• [Your assignment] First find the line with "Exercise. Mark the handlebar" in the entries below, then set down exactly every line through the line with "Exercise. Mark the power transmission", that line included.

• [Task input]
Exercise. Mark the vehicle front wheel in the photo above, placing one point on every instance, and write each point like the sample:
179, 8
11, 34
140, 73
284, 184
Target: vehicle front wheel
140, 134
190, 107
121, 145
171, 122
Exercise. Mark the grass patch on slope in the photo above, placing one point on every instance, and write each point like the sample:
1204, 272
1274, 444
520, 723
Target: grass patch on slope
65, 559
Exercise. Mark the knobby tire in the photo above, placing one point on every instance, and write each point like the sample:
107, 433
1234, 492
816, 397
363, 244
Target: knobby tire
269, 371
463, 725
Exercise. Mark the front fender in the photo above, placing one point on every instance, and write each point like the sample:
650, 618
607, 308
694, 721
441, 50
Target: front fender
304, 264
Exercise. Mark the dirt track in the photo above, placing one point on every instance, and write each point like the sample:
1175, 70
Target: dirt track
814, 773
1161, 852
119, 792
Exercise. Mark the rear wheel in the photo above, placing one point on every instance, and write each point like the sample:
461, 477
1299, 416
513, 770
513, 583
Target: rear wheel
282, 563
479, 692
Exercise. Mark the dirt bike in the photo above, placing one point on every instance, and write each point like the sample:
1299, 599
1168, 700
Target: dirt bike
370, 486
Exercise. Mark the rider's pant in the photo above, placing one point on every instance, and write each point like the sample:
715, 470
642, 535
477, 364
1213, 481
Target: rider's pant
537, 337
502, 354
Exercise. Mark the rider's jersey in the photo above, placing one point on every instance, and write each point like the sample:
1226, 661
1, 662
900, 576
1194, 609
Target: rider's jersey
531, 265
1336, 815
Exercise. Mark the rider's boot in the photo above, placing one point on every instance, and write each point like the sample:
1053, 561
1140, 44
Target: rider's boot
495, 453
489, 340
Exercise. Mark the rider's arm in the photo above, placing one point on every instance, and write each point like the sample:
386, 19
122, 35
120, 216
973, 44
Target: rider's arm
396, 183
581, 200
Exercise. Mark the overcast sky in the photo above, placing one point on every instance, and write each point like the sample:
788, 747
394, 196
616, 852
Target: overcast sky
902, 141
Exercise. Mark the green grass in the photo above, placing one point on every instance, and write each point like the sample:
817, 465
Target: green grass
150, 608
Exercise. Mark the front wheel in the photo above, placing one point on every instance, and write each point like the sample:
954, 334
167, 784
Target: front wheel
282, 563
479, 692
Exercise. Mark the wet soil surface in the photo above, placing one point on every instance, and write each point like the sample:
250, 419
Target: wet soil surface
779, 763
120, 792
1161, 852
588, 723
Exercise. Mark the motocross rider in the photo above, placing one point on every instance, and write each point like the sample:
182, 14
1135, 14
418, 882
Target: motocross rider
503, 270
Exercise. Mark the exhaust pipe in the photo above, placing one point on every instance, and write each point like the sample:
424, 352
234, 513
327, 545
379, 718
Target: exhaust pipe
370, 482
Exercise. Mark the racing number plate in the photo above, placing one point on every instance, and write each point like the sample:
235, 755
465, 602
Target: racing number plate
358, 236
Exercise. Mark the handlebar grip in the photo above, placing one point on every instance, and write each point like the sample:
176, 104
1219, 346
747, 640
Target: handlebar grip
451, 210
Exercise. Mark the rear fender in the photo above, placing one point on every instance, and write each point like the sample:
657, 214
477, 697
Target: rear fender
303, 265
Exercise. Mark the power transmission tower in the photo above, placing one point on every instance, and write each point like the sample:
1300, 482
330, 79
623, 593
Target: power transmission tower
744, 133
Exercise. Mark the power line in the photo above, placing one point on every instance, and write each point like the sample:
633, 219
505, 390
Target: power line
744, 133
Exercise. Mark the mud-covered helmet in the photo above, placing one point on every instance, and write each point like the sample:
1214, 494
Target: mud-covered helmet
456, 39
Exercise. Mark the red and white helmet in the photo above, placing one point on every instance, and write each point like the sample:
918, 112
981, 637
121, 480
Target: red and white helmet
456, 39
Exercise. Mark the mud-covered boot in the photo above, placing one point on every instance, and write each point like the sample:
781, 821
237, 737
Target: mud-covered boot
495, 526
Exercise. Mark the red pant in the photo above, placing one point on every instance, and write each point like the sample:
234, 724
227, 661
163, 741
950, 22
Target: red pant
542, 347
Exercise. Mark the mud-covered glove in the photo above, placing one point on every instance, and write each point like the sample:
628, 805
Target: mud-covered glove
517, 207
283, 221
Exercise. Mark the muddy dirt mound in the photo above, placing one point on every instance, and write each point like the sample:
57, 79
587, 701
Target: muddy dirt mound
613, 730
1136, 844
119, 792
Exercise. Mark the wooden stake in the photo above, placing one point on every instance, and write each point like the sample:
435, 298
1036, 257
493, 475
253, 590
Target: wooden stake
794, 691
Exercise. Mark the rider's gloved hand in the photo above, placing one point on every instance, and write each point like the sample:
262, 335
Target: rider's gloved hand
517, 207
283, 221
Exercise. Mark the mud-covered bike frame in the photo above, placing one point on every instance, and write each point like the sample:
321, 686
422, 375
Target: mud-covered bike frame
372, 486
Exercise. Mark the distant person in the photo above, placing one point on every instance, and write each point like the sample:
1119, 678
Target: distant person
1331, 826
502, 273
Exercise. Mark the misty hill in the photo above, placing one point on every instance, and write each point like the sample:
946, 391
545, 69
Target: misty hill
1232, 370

• [Output of the exercise]
Exercise. Mark the handlebar grip in the photo above, placing one point on every instance, and write each point like the sample:
176, 104
1219, 346
747, 640
Target: handlebar grip
451, 210
Exercise. Mark the rear fender in the photo above, placing one point on every instance, and write each point like the sample:
657, 214
477, 697
Target: rear fender
303, 265
Exercise. Mark the power transmission tower in the photo above, placing one point on every instance, and write each point like the sample:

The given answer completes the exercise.